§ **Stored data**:
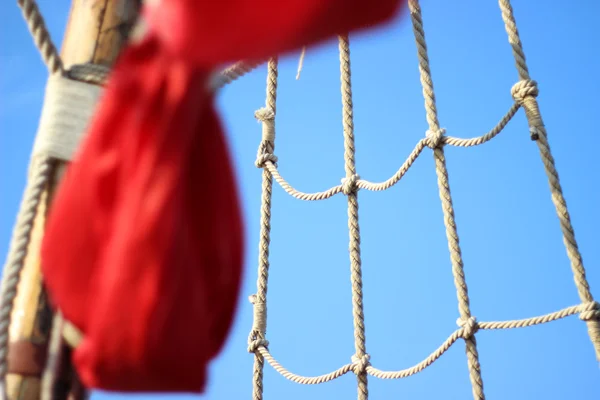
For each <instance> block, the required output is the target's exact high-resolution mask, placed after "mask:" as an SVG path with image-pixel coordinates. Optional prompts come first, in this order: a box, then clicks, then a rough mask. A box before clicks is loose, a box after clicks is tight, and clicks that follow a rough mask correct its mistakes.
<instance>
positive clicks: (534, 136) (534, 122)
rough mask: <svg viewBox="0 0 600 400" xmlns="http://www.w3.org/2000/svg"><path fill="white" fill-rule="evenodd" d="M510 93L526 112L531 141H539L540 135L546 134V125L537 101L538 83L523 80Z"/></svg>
mask: <svg viewBox="0 0 600 400" xmlns="http://www.w3.org/2000/svg"><path fill="white" fill-rule="evenodd" d="M510 93H511V94H512V96H513V99H515V101H516V102H517V103H518V104H519V105H520V106H521V107H523V109H524V110H525V114H526V115H527V121H528V122H529V133H530V137H531V140H538V139H539V138H540V135H541V134H544V123H543V122H542V116H541V115H540V109H539V107H538V104H537V101H536V97H537V95H538V94H539V89H538V87H537V82H536V81H534V80H531V79H524V80H521V81H519V82H517V83H515V84H514V86H513V87H512V89H511V90H510Z"/></svg>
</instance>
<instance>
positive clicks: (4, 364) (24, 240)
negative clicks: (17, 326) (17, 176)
mask: <svg viewBox="0 0 600 400" xmlns="http://www.w3.org/2000/svg"><path fill="white" fill-rule="evenodd" d="M52 171H53V163H52V161H51V160H50V159H49V158H47V157H35V158H34V159H33V160H32V165H31V170H30V172H31V173H30V177H29V179H28V182H27V186H26V188H25V193H24V195H23V200H22V201H21V206H20V209H19V214H18V215H17V222H16V224H15V227H14V229H13V235H12V240H11V244H10V249H9V252H8V256H7V258H6V263H5V264H4V271H3V273H2V298H1V300H0V383H1V384H3V385H4V381H5V378H6V373H7V370H8V365H7V356H8V346H9V328H10V322H11V317H12V310H13V303H14V300H15V297H16V296H17V289H18V286H19V281H20V277H21V271H22V270H23V267H24V265H25V258H26V257H27V251H28V247H29V242H30V239H31V232H32V231H33V225H34V222H35V218H36V215H37V211H38V207H39V205H40V202H41V199H42V195H43V194H44V191H45V190H46V188H47V185H48V182H49V181H50V177H51V176H52ZM2 394H3V393H2Z"/></svg>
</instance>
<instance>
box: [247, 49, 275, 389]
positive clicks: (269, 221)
mask: <svg viewBox="0 0 600 400" xmlns="http://www.w3.org/2000/svg"><path fill="white" fill-rule="evenodd" d="M277 65H278V59H277V58H276V57H274V58H271V59H270V60H269V63H268V66H267V69H268V72H267V97H266V102H265V103H266V107H265V108H264V109H261V110H259V111H257V113H256V117H257V118H258V119H259V120H262V122H263V137H262V141H261V144H260V146H259V150H258V158H257V161H256V166H257V167H259V168H263V167H264V161H265V160H267V159H269V160H271V161H273V162H275V161H276V158H275V156H274V155H273V151H274V150H275V113H276V101H277ZM272 190H273V176H272V175H271V173H270V172H269V170H268V169H267V168H263V173H262V198H261V216H260V222H261V228H260V242H259V249H258V253H259V256H258V280H257V293H256V295H254V296H252V299H251V301H252V302H253V304H254V324H253V327H252V332H251V333H250V338H249V346H250V347H249V350H250V351H251V352H254V379H253V380H254V382H253V389H252V398H253V399H254V400H262V398H263V369H264V364H265V361H264V357H263V356H262V354H261V353H260V352H259V351H257V348H258V347H259V346H268V342H267V341H266V337H265V333H266V328H267V285H268V280H269V244H270V242H271V195H272Z"/></svg>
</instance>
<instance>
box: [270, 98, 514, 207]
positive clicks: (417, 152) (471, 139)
mask: <svg viewBox="0 0 600 400" xmlns="http://www.w3.org/2000/svg"><path fill="white" fill-rule="evenodd" d="M519 108H520V105H519V104H517V103H515V104H513V105H512V107H511V108H510V110H509V111H508V113H507V114H506V115H505V116H504V117H502V120H501V121H500V122H499V123H498V124H497V125H496V126H495V127H494V128H492V129H491V130H490V131H489V132H487V133H485V134H483V135H481V136H477V137H474V138H470V139H463V138H458V137H453V136H447V135H443V136H442V137H441V139H440V142H439V146H442V145H450V146H456V147H473V146H480V145H482V144H484V143H487V142H489V141H490V140H492V139H493V138H495V137H496V136H497V135H498V134H500V132H502V130H503V129H504V127H505V126H506V125H507V124H508V122H509V121H510V120H511V119H512V117H513V116H514V115H515V114H516V112H517V111H518V110H519ZM425 147H430V140H429V139H428V138H423V139H421V140H419V142H417V144H416V145H415V148H414V149H413V151H412V152H411V153H410V155H409V156H408V157H407V159H406V161H404V163H403V164H402V165H401V166H400V168H399V169H398V170H397V171H396V173H395V174H394V175H392V177H390V178H389V179H388V180H386V181H384V182H379V183H375V182H370V181H368V180H364V179H358V180H357V181H356V187H357V190H359V189H365V190H370V191H373V192H379V191H383V190H388V189H390V188H391V187H392V186H394V185H396V184H397V183H398V182H400V180H402V178H403V177H404V175H405V174H406V173H407V172H408V170H409V169H410V167H411V166H412V165H413V164H414V162H415V161H416V160H417V158H418V157H419V156H420V155H421V153H422V152H423V149H424V148H425ZM274 160H275V161H272V160H271V159H263V160H261V165H263V166H264V167H265V168H267V169H268V170H269V172H270V173H271V175H273V178H275V181H276V182H277V183H278V184H279V185H280V186H281V187H282V189H283V190H285V192H286V193H288V194H289V195H290V196H292V197H294V198H296V199H298V200H305V201H317V200H325V199H328V198H330V197H333V196H335V195H336V194H339V193H342V192H343V185H337V186H333V187H331V188H329V189H327V190H324V191H321V192H315V193H306V192H302V191H299V190H297V189H295V188H294V187H293V186H292V185H291V184H290V183H289V182H288V181H287V180H286V179H285V178H284V177H283V176H282V175H281V172H279V169H278V168H277V166H276V165H275V163H276V161H277V160H276V158H275V159H274Z"/></svg>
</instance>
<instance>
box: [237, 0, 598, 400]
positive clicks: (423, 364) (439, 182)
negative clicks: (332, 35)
mask: <svg viewBox="0 0 600 400" xmlns="http://www.w3.org/2000/svg"><path fill="white" fill-rule="evenodd" d="M408 4H409V9H410V16H411V21H412V26H413V32H414V36H415V42H416V46H417V55H418V60H419V71H420V78H421V85H422V88H423V96H424V100H425V112H426V118H427V123H428V125H429V129H428V131H427V133H426V135H425V137H424V138H423V139H421V140H419V141H418V142H417V144H416V145H415V148H414V149H413V151H412V152H411V153H410V155H409V156H408V157H407V159H406V161H405V162H404V163H403V164H402V166H401V167H400V168H399V169H398V170H397V172H396V173H395V174H394V175H393V176H392V177H390V178H389V179H388V180H386V181H384V182H378V183H376V182H370V181H368V180H365V179H361V178H360V176H359V175H358V174H357V170H356V166H355V147H354V124H353V105H352V79H351V68H350V44H349V39H348V36H340V37H339V53H340V71H341V77H340V80H341V94H342V104H343V110H342V111H343V121H342V122H343V132H344V161H345V165H344V166H345V172H346V176H345V178H344V179H342V183H341V184H340V185H337V186H334V187H332V188H330V189H328V190H325V191H321V192H315V193H305V192H301V191H299V190H296V189H295V188H294V187H293V186H292V185H291V184H290V183H289V182H288V181H286V180H285V178H284V177H283V176H282V175H281V173H280V172H279V171H278V168H277V157H276V156H275V154H274V150H275V116H276V99H277V65H278V59H277V58H272V59H271V60H269V63H268V70H267V71H268V72H267V96H266V104H265V108H262V109H260V110H258V111H257V112H256V118H257V119H258V120H260V121H261V122H262V124H263V130H262V132H263V135H262V141H261V143H260V146H259V149H258V157H257V160H256V166H257V167H258V168H262V169H263V173H262V199H261V226H260V242H259V260H258V281H257V292H256V294H254V295H252V296H250V302H251V303H252V304H253V307H254V323H253V326H252V330H251V332H250V335H249V339H248V351H249V352H251V353H254V377H253V399H254V400H261V399H262V398H263V369H264V364H265V361H266V362H267V363H268V364H269V365H270V366H271V367H272V368H273V369H275V370H276V371H277V372H278V373H280V374H281V375H282V376H283V377H284V378H286V379H288V380H290V381H293V382H296V383H299V384H303V385H316V384H321V383H325V382H328V381H331V380H334V379H337V378H339V377H341V376H343V375H345V374H347V373H350V372H352V373H354V374H355V375H356V380H357V387H358V396H357V397H358V399H359V400H366V399H368V397H369V390H368V377H369V376H372V377H375V378H379V379H400V378H406V377H408V376H411V375H414V374H416V373H418V372H421V371H423V370H424V369H425V368H427V367H428V366H430V365H431V364H432V363H433V362H434V361H436V360H437V359H438V358H440V357H441V356H442V354H444V353H445V352H446V351H447V350H448V349H449V348H450V347H451V346H452V345H453V344H454V343H456V342H457V341H458V340H459V339H463V341H464V342H465V347H466V354H467V364H468V368H469V375H470V380H471V385H472V390H473V398H474V399H476V400H483V399H485V394H484V385H483V379H482V374H481V366H480V363H479V354H478V351H477V340H476V333H477V331H479V330H485V329H488V330H494V329H512V328H524V327H528V326H534V325H539V324H543V323H547V322H551V321H556V320H558V319H561V318H565V317H568V316H571V315H575V314H579V318H580V319H581V320H583V321H585V322H586V324H587V327H588V333H589V336H590V339H591V341H592V343H593V346H594V349H595V352H596V358H597V359H598V361H600V304H599V303H598V302H596V301H594V298H593V297H592V294H591V292H590V288H589V284H588V282H587V279H586V276H585V269H584V267H583V262H582V258H581V254H580V253H579V250H578V247H577V242H576V240H575V234H574V231H573V227H572V225H571V222H570V217H569V212H568V209H567V204H566V201H565V199H564V196H563V193H562V188H561V186H560V182H559V177H558V173H557V171H556V167H555V165H554V159H553V158H552V154H551V151H550V146H549V144H548V138H547V133H546V129H545V127H544V123H543V121H542V117H541V114H540V110H539V107H538V103H537V100H536V96H537V95H538V88H537V83H536V82H535V81H534V80H532V79H531V78H530V76H529V72H528V68H527V63H526V61H525V54H524V51H523V47H522V45H521V41H520V39H519V33H518V30H517V25H516V22H515V18H514V15H513V11H512V7H511V4H510V1H509V0H499V5H500V9H501V12H502V18H503V20H504V24H505V27H506V32H507V34H508V39H509V43H510V45H511V46H512V51H513V55H514V58H515V62H516V67H517V71H518V74H519V81H518V82H517V83H516V84H515V85H514V86H513V87H512V89H511V94H512V96H513V99H514V101H515V102H514V104H513V105H512V106H511V107H510V109H509V110H508V112H507V113H506V114H505V116H504V117H503V118H502V119H501V120H500V122H498V124H497V125H496V126H495V127H494V128H492V129H491V130H490V131H489V132H487V133H485V134H483V135H481V136H479V137H474V138H470V139H463V138H457V137H452V136H448V135H446V134H445V129H443V128H441V127H440V123H439V120H438V114H437V109H436V104H435V91H434V85H433V80H432V76H431V69H430V65H429V57H428V53H427V43H426V40H425V31H424V28H423V19H422V14H421V7H420V5H419V2H418V0H409V2H408ZM303 53H304V52H303ZM520 108H523V109H524V111H525V114H526V116H527V121H528V124H529V131H530V136H531V139H532V140H533V141H535V142H536V144H537V145H538V147H539V150H540V156H541V158H542V161H543V164H544V169H545V171H546V175H547V176H548V181H549V184H550V191H551V194H552V201H553V203H554V205H555V208H556V213H557V215H558V218H559V221H560V226H561V230H562V233H563V241H564V243H565V246H566V249H567V255H568V257H569V260H570V262H571V268H572V271H573V275H574V278H575V285H576V287H577V290H578V293H579V297H580V299H581V304H579V305H574V306H571V307H567V308H564V309H562V310H559V311H556V312H553V313H550V314H546V315H541V316H537V317H531V318H526V319H520V320H508V321H485V322H483V321H481V322H480V321H477V319H476V318H475V317H474V316H473V315H472V314H471V309H470V305H469V292H468V287H467V283H466V279H465V273H464V270H463V260H462V255H461V247H460V240H459V235H458V231H457V228H456V222H455V218H454V207H453V202H452V195H451V191H450V184H449V180H448V170H447V168H446V159H445V156H444V146H445V145H449V146H459V147H473V146H478V145H481V144H483V143H485V142H488V141H490V140H492V139H493V138H494V137H496V136H497V135H498V134H499V133H500V132H502V130H503V129H504V127H505V126H506V125H507V124H508V122H509V121H510V120H511V119H512V118H513V116H514V115H515V114H516V113H517V111H518V110H519V109H520ZM426 147H427V148H430V149H431V150H432V153H433V157H434V160H435V168H436V175H437V181H438V189H439V196H440V200H441V204H442V210H443V214H444V224H445V227H446V237H447V240H448V249H449V251H450V260H451V264H452V274H453V277H454V284H455V287H456V295H457V299H458V310H459V315H460V317H459V318H458V320H457V324H458V329H457V330H455V331H454V332H453V333H452V334H450V336H449V337H448V338H447V339H446V340H445V341H444V342H443V343H442V344H441V345H440V346H439V347H438V348H437V349H435V350H434V351H433V352H431V354H430V355H428V356H427V357H426V358H425V359H424V360H423V361H421V362H419V363H417V364H416V365H414V366H412V367H409V368H405V369H402V370H398V371H383V370H380V369H378V368H376V367H374V366H372V365H371V363H370V357H369V354H368V353H367V348H366V343H365V323H364V311H363V293H362V268H361V254H360V224H359V216H358V192H359V191H360V190H361V189H362V190H370V191H383V190H387V189H389V188H391V187H392V186H394V185H395V184H396V183H398V182H399V181H400V180H401V179H402V178H403V176H404V175H405V174H406V173H407V172H408V170H409V169H410V167H411V166H412V164H413V163H414V162H415V160H416V159H417V158H418V157H419V156H420V155H421V154H422V153H423V151H424V150H425V148H426ZM273 180H275V182H277V183H278V184H279V185H280V186H281V187H282V188H283V190H284V191H285V192H286V193H288V194H289V195H290V196H292V197H294V198H296V199H299V200H307V201H316V200H325V199H328V198H331V197H333V196H335V195H337V194H340V193H342V194H343V195H345V196H346V197H347V200H348V201H347V203H348V231H349V253H350V274H351V283H352V311H353V322H354V345H355V353H354V355H353V356H352V358H351V360H352V362H351V363H348V364H345V365H343V366H341V367H340V368H338V369H337V370H335V371H332V372H330V373H327V374H323V375H319V376H301V375H298V374H295V373H293V372H291V371H289V370H288V369H287V368H285V367H284V366H282V365H281V364H280V363H279V362H278V361H277V360H276V359H275V357H274V356H273V355H272V354H271V352H270V350H269V341H268V340H267V338H266V326H267V288H268V280H269V247H270V231H271V197H272V190H273Z"/></svg>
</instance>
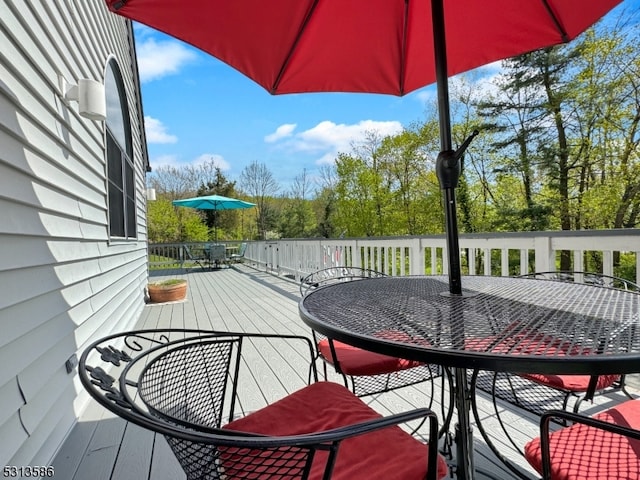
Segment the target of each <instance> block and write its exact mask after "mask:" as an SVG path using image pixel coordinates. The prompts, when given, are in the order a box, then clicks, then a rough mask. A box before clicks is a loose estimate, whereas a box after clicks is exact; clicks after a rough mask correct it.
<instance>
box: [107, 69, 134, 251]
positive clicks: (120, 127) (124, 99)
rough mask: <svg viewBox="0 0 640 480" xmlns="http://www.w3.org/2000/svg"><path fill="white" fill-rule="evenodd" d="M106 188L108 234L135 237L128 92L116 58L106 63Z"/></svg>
mask: <svg viewBox="0 0 640 480" xmlns="http://www.w3.org/2000/svg"><path fill="white" fill-rule="evenodd" d="M104 86H105V94H106V96H107V121H106V127H107V132H106V141H107V146H106V147H107V148H106V150H107V190H108V194H109V203H108V209H109V236H110V237H112V238H124V239H127V238H136V236H137V234H136V184H135V170H134V168H133V146H132V142H131V122H130V120H129V107H128V106H127V95H126V92H125V89H124V83H123V82H122V75H121V73H120V68H119V67H118V64H117V63H116V61H115V59H113V58H112V59H110V60H109V62H108V63H107V70H106V74H105V81H104Z"/></svg>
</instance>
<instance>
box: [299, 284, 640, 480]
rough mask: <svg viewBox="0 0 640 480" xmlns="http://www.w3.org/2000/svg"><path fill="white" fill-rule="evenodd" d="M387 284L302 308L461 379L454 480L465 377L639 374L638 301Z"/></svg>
mask: <svg viewBox="0 0 640 480" xmlns="http://www.w3.org/2000/svg"><path fill="white" fill-rule="evenodd" d="M462 287H463V294H462V295H461V296H454V295H451V294H449V286H448V278H447V277H445V276H411V277H382V278H374V279H366V280H358V281H352V282H343V283H337V284H333V285H329V286H326V287H322V288H319V289H317V290H315V291H313V292H311V293H310V294H308V295H307V296H306V297H305V298H303V299H302V300H301V301H300V305H299V311H300V316H301V318H302V320H303V321H304V322H305V323H306V324H307V325H309V326H310V327H311V328H312V329H314V330H317V331H318V332H320V333H323V334H325V335H328V336H330V337H332V338H334V339H337V340H340V341H342V342H345V343H348V344H351V345H354V346H357V347H360V348H364V349H367V350H370V351H374V352H378V353H383V354H387V355H393V356H397V357H402V358H407V359H411V360H419V361H423V362H428V363H432V364H439V365H442V366H445V367H453V368H455V369H456V371H455V378H456V382H455V392H454V394H455V398H456V410H457V412H458V425H457V426H456V445H457V454H458V457H457V468H456V473H457V477H458V479H465V480H466V479H471V478H473V472H474V469H473V448H472V447H473V440H472V435H471V428H470V419H469V417H470V415H469V410H470V404H469V388H468V385H467V375H466V369H482V370H493V371H507V372H517V373H557V374H589V375H593V374H595V375H599V374H610V373H621V374H622V373H633V372H640V295H638V294H637V293H634V292H628V291H623V290H616V289H610V288H604V287H599V286H592V285H584V284H575V283H564V282H558V281H551V280H540V279H528V278H514V277H484V276H468V277H463V279H462Z"/></svg>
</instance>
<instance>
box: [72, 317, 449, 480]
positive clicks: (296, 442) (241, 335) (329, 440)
mask: <svg viewBox="0 0 640 480" xmlns="http://www.w3.org/2000/svg"><path fill="white" fill-rule="evenodd" d="M258 341H270V342H273V341H287V342H298V345H299V347H298V348H297V350H299V351H306V352H307V354H308V359H309V379H308V380H309V382H315V381H317V379H318V375H317V370H316V366H315V362H314V361H313V357H314V352H313V346H312V345H311V342H310V340H309V339H308V338H307V337H302V336H295V335H269V334H247V333H234V332H213V331H202V330H178V329H160V330H138V331H131V332H124V333H119V334H113V335H109V336H107V337H105V338H102V339H100V340H97V341H95V342H93V343H92V344H91V345H89V346H88V347H87V348H86V349H85V350H84V352H83V353H82V355H81V357H80V361H79V375H80V380H81V382H82V384H83V386H84V388H85V389H86V390H87V391H88V392H89V393H90V395H91V396H92V397H93V398H94V399H95V400H96V401H98V403H100V404H101V405H103V406H105V407H106V408H107V409H109V410H111V411H112V412H115V413H116V414H117V415H119V416H120V417H122V418H124V419H126V420H128V421H130V422H132V423H134V424H137V425H139V426H141V427H143V428H146V429H149V430H152V431H154V432H157V433H160V434H162V435H164V436H165V437H166V439H167V441H168V443H169V445H170V447H171V448H172V450H173V452H174V454H175V455H176V457H177V458H178V460H179V462H180V463H181V465H182V467H183V469H184V470H185V472H186V473H187V478H188V480H196V479H204V478H206V479H222V478H225V479H229V480H231V479H233V478H253V477H245V476H243V475H244V473H241V474H240V475H239V476H237V477H236V476H235V475H231V474H230V473H229V469H227V470H226V471H225V465H224V463H225V462H226V465H227V466H228V465H229V462H233V468H241V467H245V468H247V469H249V470H250V471H252V472H255V468H256V465H258V466H259V467H258V468H261V467H260V465H263V464H264V463H265V462H266V463H268V462H269V461H270V460H269V458H270V459H273V458H277V459H278V460H276V461H275V464H276V465H277V468H280V466H279V465H278V464H279V463H281V460H282V459H283V458H284V459H285V460H284V461H283V462H282V463H285V464H286V467H282V468H286V469H287V472H289V473H288V475H290V476H287V477H286V478H292V479H293V478H300V479H306V478H308V475H309V471H310V467H311V462H312V461H313V460H314V454H315V453H316V452H319V451H328V452H329V453H328V456H327V460H326V463H325V464H323V465H324V472H325V473H324V476H323V478H324V479H329V478H331V474H332V471H333V469H334V466H335V461H336V458H337V456H338V455H339V452H340V449H339V447H340V444H341V442H342V441H343V440H345V439H348V438H351V437H354V436H357V435H363V434H366V433H369V432H373V431H376V430H379V429H383V428H388V427H390V426H395V425H399V424H403V423H406V422H411V421H416V422H420V423H421V424H422V423H423V422H425V421H428V425H429V439H428V455H426V458H425V461H428V462H429V465H432V466H433V468H429V472H428V480H434V479H436V478H437V470H438V469H437V468H436V467H435V466H436V465H437V462H438V460H437V458H438V451H437V430H438V426H437V417H436V415H435V413H433V412H431V411H430V410H428V409H426V408H422V409H416V410H412V411H409V412H404V413H400V414H396V415H390V416H387V417H381V418H377V419H374V420H368V421H363V422H360V423H356V424H352V425H348V426H344V427H340V428H335V429H332V430H326V431H323V432H315V433H309V434H302V435H293V436H266V435H257V434H255V433H245V432H239V431H234V430H225V429H223V428H221V427H222V424H223V421H224V420H223V419H224V418H226V419H228V420H229V421H231V420H233V419H234V418H236V415H237V411H238V408H237V407H238V405H237V401H238V399H239V385H238V382H239V375H240V371H241V369H240V365H241V363H242V362H246V361H247V359H246V358H245V357H243V355H242V354H243V345H244V344H245V343H247V342H251V343H253V342H258ZM192 351H193V352H195V353H196V355H195V356H187V353H191V352H192ZM305 356H306V354H305ZM203 369H204V370H206V372H205V375H204V378H206V380H207V381H206V382H205V381H203ZM186 400H188V401H186ZM380 448H381V452H379V453H378V454H379V455H384V448H385V447H384V445H381V446H380ZM363 454H365V455H366V454H367V452H363ZM245 457H250V458H249V460H245ZM266 457H268V458H267V460H265V458H266ZM247 462H248V463H247ZM292 464H293V467H292ZM238 465H240V466H238ZM247 465H248V466H247ZM270 468H271V467H270ZM292 471H293V472H296V473H291V472H292ZM245 473H246V472H245ZM260 478H262V477H260ZM276 478H282V477H280V476H278V474H276Z"/></svg>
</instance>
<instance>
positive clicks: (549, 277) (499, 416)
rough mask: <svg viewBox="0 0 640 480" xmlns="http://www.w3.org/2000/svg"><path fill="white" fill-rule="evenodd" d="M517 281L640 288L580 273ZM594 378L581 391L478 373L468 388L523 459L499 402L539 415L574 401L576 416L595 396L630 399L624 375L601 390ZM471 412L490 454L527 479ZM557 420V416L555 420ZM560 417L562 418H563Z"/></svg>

§ **Problem description**: Collect every line from the items above that contains the string "negative", matching case.

§ **Response**:
negative clicks: (17, 326) (17, 176)
negative clicks: (332, 35)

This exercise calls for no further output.